Problem details.
A faithful copy of all the data below, please; leave no line out.

Data records below:

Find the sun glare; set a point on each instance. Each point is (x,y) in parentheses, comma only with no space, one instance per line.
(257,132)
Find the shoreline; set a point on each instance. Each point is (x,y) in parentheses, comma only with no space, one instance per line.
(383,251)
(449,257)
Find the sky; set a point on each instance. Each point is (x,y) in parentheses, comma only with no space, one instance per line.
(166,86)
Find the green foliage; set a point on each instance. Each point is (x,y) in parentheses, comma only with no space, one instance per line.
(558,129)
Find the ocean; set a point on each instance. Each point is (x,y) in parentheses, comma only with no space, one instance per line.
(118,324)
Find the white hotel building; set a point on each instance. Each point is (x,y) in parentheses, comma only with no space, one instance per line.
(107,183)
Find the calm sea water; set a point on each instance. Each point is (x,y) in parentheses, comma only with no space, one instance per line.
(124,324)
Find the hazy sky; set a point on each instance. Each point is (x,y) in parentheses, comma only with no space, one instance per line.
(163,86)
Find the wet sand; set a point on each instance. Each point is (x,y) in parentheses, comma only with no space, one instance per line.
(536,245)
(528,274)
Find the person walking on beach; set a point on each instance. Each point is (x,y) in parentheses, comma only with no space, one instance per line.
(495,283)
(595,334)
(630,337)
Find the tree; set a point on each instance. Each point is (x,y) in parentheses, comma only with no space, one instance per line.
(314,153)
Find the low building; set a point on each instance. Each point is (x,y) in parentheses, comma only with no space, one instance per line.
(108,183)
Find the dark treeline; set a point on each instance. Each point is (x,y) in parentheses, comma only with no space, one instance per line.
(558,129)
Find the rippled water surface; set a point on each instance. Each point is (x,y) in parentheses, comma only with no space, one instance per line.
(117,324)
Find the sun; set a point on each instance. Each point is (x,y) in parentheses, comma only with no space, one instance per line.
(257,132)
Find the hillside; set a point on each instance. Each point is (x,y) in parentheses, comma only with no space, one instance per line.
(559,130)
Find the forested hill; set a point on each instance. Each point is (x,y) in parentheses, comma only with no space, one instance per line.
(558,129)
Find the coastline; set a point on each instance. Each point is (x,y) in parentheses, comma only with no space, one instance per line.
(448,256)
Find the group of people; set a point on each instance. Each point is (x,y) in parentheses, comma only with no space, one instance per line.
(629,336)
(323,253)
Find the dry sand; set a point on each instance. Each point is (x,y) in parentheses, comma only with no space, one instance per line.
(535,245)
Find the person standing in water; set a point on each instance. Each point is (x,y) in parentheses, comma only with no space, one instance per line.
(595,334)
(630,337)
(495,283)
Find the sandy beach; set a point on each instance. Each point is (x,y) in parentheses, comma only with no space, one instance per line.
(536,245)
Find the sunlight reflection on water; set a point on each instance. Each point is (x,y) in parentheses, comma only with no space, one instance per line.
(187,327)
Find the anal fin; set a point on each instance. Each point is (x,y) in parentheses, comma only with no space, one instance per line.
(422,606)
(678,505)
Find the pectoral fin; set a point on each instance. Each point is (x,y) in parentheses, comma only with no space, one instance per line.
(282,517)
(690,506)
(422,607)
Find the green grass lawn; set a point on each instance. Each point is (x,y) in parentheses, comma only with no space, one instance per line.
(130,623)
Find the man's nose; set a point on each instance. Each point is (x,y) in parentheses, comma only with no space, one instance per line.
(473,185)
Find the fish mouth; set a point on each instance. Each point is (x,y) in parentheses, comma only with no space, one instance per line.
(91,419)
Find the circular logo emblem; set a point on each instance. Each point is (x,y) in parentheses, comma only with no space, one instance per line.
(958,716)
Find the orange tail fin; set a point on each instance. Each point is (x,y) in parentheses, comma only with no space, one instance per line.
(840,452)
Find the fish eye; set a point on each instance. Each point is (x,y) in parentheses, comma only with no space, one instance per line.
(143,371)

End of Data records.

Completed task.
Find the sun glare; set a point on each instance. Each point is (x,y) in parentheses, comma only with no space, one instance per line.
(257,132)
Find the shoreline; set a point on each instance. Each point is (x,y) in parentheses, comma only with no space, one instance per line.
(383,251)
(449,257)
Find the sky; set a point on each instance. Each point is (x,y) in parentheses, comma only with no space, one instance per line.
(166,86)
Find the green foliage; set a point on each instance. Each point is (x,y) in parentheses, comma only with no space, one instance per line.
(558,129)
Find the ocean; set a point on each instance. Each point is (x,y) in parentheses, comma only with no space, one instance per line.
(118,324)
Find the white hotel building; set a point on each instance. Each point is (x,y) in parentheses, comma only with no space, one instance per line.
(107,183)
Find the calm sea water; set a point on each instance. Each point is (x,y) in parentheses, comma only with no space, one instance per line.
(124,324)
Find the hazy sky; set a point on each instance. Each point is (x,y) in parentheses, comma only with no space, one instance per line.
(163,86)
Find the wet sand; set a point on each instance. Each point is (x,y) in parentheses, comma only with no space, one instance per line.
(536,245)
(528,274)
Find the person walking on beach; set a point on each instance. Each point is (x,y) in parentheses, comma only with no space, one instance per line.
(495,283)
(595,334)
(630,337)
Find the tree; set a point on each instance. Each point is (x,y) in parentheses, comma only with no space, one instance per line.
(314,153)
Find the low building; set a point on each instance. Each point is (x,y) in parentheses, comma only with no space, one instance per line.
(108,183)
Find the dark treeline; set a point on each instance. Each point is (x,y) in parentheses, comma only with no space, one instance per line.
(558,129)
Find the rippled water surface; set a point on each instance. Each point is (x,y) in parentheses, comma only with no space, one instance per line.
(117,324)
Find the sun; set a point on each instance. Each point is (x,y) in parentheses, comma only with no space, one instance per line.
(257,132)
Find the hillside; set a point on each instance. Each point is (x,y) in parentheses, comma only with no space, one instance per line.
(559,130)
Find the forested hill; set a point on each instance. Each point is (x,y) in parentheses, comma only with no space, one instance per line.
(558,129)
Find the coastline; set a point on each instance. Each point is (x,y) in parentheses, comma only with no space, one instance per line.
(448,256)
Find the group of people; set a point on each instance. Each point is (x,y) in parentheses, comma only with no space, one instance per line.
(629,336)
(323,253)
Find the dry sand; set a point on each instance. Each point is (x,y) in parentheses, comma only with no space, one instance per line.
(535,245)
Find the person standing in water; set a point on each instance. Each point is (x,y) in parentheses, comma only with no space, one instance per line.
(595,334)
(630,337)
(495,283)
Find the sandy beach; set a point on each instance. Each point is (x,y) in parentheses, comma only with no space, one instance per line.
(536,245)
Find the sunlight reflection on water; set a point on each instance. Each point is (x,y) in parentheses, comma only with no space, one instance per line.
(187,327)
Find the anal fin; set a point on each instance. Each point is (x,y) in parentheses, comma only with no space, one instance per line.
(422,606)
(678,505)
Find the pectoral fin; set a point on each instance. Each point is (x,y) in parentheses, comma only with no space, one instance per line.
(282,517)
(690,506)
(422,607)
Find the green grass lawn; set a point on each instance. Each point is (x,y) in parentheses, comma only with no space, one instance per line.
(130,623)
Find the man's nose; set a point on each instance. Each point is (x,y) in parentheses, comma only with no space, one instance per line.
(473,185)
Find the fish mouth; set a point on each instance. Each point is (x,y) in parentheses, comma only with no space, one instance per line.
(91,419)
Find the circular logo emblem; set a point on each instance. Each point is (x,y) in parentheses, comma only with no space, one instance per line.
(958,716)
Find the orange tail fin; set a point on each instance. Each point is (x,y) in parentheses, comma only with no space, one instance per line.
(840,452)
Find the fish eye; set a point on each instance. Each point is (x,y) in parentheses, comma only with no space, one instance per line.
(143,371)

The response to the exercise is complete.